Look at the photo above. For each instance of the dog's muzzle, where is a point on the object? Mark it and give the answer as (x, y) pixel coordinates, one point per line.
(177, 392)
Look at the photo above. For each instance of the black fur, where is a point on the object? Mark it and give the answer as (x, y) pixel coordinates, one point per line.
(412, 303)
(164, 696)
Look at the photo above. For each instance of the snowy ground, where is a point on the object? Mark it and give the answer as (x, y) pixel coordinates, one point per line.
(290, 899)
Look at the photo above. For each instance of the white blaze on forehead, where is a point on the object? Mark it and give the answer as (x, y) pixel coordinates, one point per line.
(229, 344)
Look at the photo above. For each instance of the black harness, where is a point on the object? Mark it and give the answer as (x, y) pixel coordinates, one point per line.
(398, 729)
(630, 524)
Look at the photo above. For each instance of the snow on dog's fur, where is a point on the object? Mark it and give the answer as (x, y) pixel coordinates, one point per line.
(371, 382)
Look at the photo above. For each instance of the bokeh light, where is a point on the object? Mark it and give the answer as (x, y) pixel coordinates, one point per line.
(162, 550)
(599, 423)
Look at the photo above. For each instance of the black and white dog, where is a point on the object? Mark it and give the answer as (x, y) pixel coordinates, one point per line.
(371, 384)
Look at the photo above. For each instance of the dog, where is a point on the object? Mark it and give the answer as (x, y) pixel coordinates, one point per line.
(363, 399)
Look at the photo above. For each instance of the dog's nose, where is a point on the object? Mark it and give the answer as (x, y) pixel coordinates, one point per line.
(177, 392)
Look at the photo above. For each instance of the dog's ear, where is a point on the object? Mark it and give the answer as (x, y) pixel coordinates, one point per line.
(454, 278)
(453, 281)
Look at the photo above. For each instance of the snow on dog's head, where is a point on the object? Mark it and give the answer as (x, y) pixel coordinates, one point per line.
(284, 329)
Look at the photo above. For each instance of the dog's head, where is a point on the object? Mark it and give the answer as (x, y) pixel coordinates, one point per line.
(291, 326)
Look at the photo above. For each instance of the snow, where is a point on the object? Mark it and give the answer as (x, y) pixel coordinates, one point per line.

GIVEN INSTRUCTION: Please edit the listing above by replacing "pixel coordinates" with "image coordinates" and leaving everything else unchanged.

EXERCISE ANSWER:
Look at the photo above. For each instance of the dog's muzzle, where is a point on the object? Mark it and give the answer as (x, y) image coordinates, one point per line.
(177, 392)
Look at the photo above. For each instance of the black fur, where is a point on the object? Mark it and give the answer as (x, y) image coordinates, one point per line.
(412, 303)
(164, 696)
Look at the photo above. For each instance of the snowy ground, where is a point on the object? Mark it and give the answer as (x, y) image coordinates, one point per line.
(290, 899)
Look at the photo above. For each instance of the white blaze on forehead, where is a point on the object? Mark it and give the answer as (x, y) image coordinates, one point per line.
(229, 344)
Look at the photo above. For each instance of the black harness, where is a point on the object? Mark it and give the answer as (x, y) image coordinates, one point per line.
(398, 729)
(630, 524)
Look at the photo above. For each instance of the snow on dog's fur, where is a point on the object? Mark it and give the answer as (x, y) image coordinates, one point per line.
(371, 382)
Look at the photo above. For each instance of the bokeh light, where is a point on the object? Mark it and give the answer as (x, y) image coordinates, one point per line.
(162, 550)
(599, 423)
Look at the photo above. For each instance of the black and white dog, where is a point on the object? Mark it and give the answer as (x, y) image coordinates, one point per line.
(371, 384)
Look at the photo above. For each instance of the dog, where is a point on the object? Mark it and give the answer as (x, y) image coordinates, one point per line.
(363, 399)
Look at the photo above. For each instance of the dog's nose, where is a point on the object? Mark it and give the answer as (x, y) image coordinates, one point per line.
(177, 392)
Look at the photo above. For each instance of the dog's ear, where is a point on the object? Mark it and give the answer as (x, y) image coordinates, one point per line.
(454, 278)
(453, 281)
Look at the photo above. For each instance of the snow on dog's head, where is a point on the object? Mark it and give the answer as (x, y) image coordinates, one point per line.
(284, 329)
Look at the photo above. For each instance of the dog's head, where is a point on the object? Mark it and give the answer as (x, y) image coordinates, one point per line.
(291, 326)
Look at the photo above. For each instance of the snow, where is a point on the object? Mark it and give the answer as (x, y) image coordinates, one point per line.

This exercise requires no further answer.